Equation of a tangent line

Given a curve defined by the equation $y = f(x)$, the equation of the tangent line at the point $P(x_0,y_0)$ can be calculated using the following process:
  1. Do you have the y-coordinate of the point $P$ $y_0 = f(x_0)$
  2. Do you have the derivative of $f(x)$?. Differentiate the curve, $\frac{dy}{dx} = \frac{d}{dx}f(x) = f'(x)$
  3. Evaluate the derivate at the point $P$ to give the gradient of the tangent line $m_t = f'(x_0)$
  4. we now have the information to use the line formula: $$ \begin{align} y - y_0 &= m_t(x-x_0)\\ y &= m_tx + (y_0- m_tx_0) \end{align}$$

The tangent line has a gradient of $m_t$ and a y-intercept of $y_0 - m_tx_0$

Equation of a tangent line 1

Determine the equation of the tangent line to the curve $y = 4 - x^2$ when $x = 1$
solution - press button to display
  1. When $x_0 = 1$, $y_0 = 4 - (1)^2 = 3$
  2. The derivative is $\frac{dy}{dx} = -2x$
  3. Evaluating the derivative at $x=1$ gives $m_t = -2$
  4. We can now use the equation of a line formula: $$ \begin{align} y - 3 &= -2(x - 1) \\ y &= -2x + 5 \end{align} $$

Equation of a tangent line 2

Determine the equation of the tangent to the curve $y = x^3 - 3x^2 - 24x$ when $x=4$ hence determine the other point of intersection between the tangent line and the curve.

** Supplied information **

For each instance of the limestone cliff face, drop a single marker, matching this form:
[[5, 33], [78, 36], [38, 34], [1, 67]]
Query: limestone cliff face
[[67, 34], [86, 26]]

** Work to do **
(1) Translate this sentence from the tangent-line passage into Spanish: "The tangent line has a gradient of $m_t$ and a y-intercept of $y_0 - m_tx_0$"
(2) Please carry the tangent-line passage forward from its final sentence.

** Task-by-task answers **
(1) La recta tangente tiene una pendiente de $m_t$ y una ordenada al origen de $y_0 - m_tx_0$

(2)
solution - press button to display
  1. When $x = 4$, $y = -80$
  2. $\frac{dy}{dx} = 3x^2 - 6x - 24$
  3. $\left.\frac{dy}{dx}\right|_{x=4} = 0$
  4. $y + 80 = 0(x-4)$ hence the tangent line is $y = -80$

The other point of intersection satisfies the equation $x^3 - 3x^2 - 24x = -80$

This can be rewritten as a cubic equation, $x^3 - 3x^2 - 24x + 80 =0$. We also know that as $y = -80$ is tangent at $x=4$, then $x-4$ is a linear factor of the cubic equation. (In fact we know more, because y= -80 is a tangent, $(x-4)^2$ is a quadratic factor of the stated cubic equation)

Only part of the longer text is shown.